*WORK ORDER*: Reproduce each of the following records without any deviation.

*PROVIDED DATA*:
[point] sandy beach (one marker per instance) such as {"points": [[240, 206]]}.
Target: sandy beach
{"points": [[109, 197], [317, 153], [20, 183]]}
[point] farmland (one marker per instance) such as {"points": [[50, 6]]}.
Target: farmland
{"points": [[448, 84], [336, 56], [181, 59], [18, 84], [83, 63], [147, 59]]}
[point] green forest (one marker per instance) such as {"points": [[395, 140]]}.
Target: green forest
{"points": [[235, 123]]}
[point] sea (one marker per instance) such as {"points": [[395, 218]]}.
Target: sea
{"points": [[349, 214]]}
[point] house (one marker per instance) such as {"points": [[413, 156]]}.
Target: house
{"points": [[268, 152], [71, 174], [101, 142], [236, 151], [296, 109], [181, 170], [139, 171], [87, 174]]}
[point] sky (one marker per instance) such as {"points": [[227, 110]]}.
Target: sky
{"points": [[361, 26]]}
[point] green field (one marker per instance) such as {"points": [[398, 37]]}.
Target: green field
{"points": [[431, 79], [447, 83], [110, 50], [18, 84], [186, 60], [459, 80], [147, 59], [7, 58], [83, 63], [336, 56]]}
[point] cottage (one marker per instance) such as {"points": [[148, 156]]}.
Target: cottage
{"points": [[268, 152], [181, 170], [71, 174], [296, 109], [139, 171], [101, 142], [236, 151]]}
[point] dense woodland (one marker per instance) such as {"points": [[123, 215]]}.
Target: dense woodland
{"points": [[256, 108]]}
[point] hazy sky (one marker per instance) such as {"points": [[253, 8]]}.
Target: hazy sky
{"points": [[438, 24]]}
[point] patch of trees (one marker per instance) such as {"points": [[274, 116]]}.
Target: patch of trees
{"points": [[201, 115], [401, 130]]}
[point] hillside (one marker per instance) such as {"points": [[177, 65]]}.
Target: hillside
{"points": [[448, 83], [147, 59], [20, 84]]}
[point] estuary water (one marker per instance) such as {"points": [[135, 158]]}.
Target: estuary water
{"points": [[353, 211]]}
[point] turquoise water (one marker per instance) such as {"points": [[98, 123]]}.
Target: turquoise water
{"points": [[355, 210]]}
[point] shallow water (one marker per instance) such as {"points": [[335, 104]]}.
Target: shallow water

*ANSWER BOX*:
[point] sandy beach (one marker per instance) such as {"points": [[240, 206]]}.
Target: sandy beach
{"points": [[109, 197], [317, 153], [20, 183]]}
[point] farmland (one marker per instance) such as {"points": [[50, 6]]}.
Target: farmland
{"points": [[448, 84], [336, 56], [181, 59], [18, 84], [83, 63], [147, 59]]}
[point] green forest (one marker per instance) such as {"points": [[395, 140]]}.
Target: green forest
{"points": [[235, 123]]}
[point] sea (one marker per instance) such as {"points": [[395, 218]]}.
Target: sea
{"points": [[349, 214]]}
[point] house (one marker per instance) such as {"points": [[413, 156]]}.
Target: house
{"points": [[268, 152], [71, 174], [101, 142], [236, 151], [296, 109], [181, 170], [139, 171], [87, 174]]}
[point] sky (one marker per instance) such as {"points": [[227, 110]]}.
Target: sky
{"points": [[361, 26]]}
[point] green field (one marker per instance) such as {"points": [[398, 37]]}.
Target: green field
{"points": [[431, 79], [447, 83], [110, 50], [18, 84], [186, 60], [459, 80], [147, 59], [7, 58], [83, 63], [336, 56]]}
[point] cottage (one marker per instance) such as {"points": [[148, 156]]}.
Target: cottage
{"points": [[268, 152], [181, 170], [71, 174], [296, 109], [139, 171], [101, 142], [236, 151]]}
[point] dense woodland (one marker per instance) such as {"points": [[123, 215]]}.
Target: dense woodland
{"points": [[256, 108]]}
[point] hazy sky (one marker per instance) such as {"points": [[253, 8]]}.
Target: hazy sky
{"points": [[438, 24]]}
[point] patch of trees (one marker per instance) such as {"points": [[274, 116]]}.
Target: patch of trees
{"points": [[201, 115], [401, 130]]}
[point] hillside (one marker per instance) such as {"points": [[177, 65]]}.
Target: hillside
{"points": [[448, 83], [147, 59], [20, 84]]}
[point] estuary water (one marker per instance) such as {"points": [[135, 158]]}.
Target: estuary water
{"points": [[353, 211]]}
[point] turquoise water (one marker per instance) such as {"points": [[98, 123]]}.
Target: turquoise water
{"points": [[355, 210]]}
[point] shallow water (one marker per instance) such as {"points": [[335, 104]]}.
Target: shallow water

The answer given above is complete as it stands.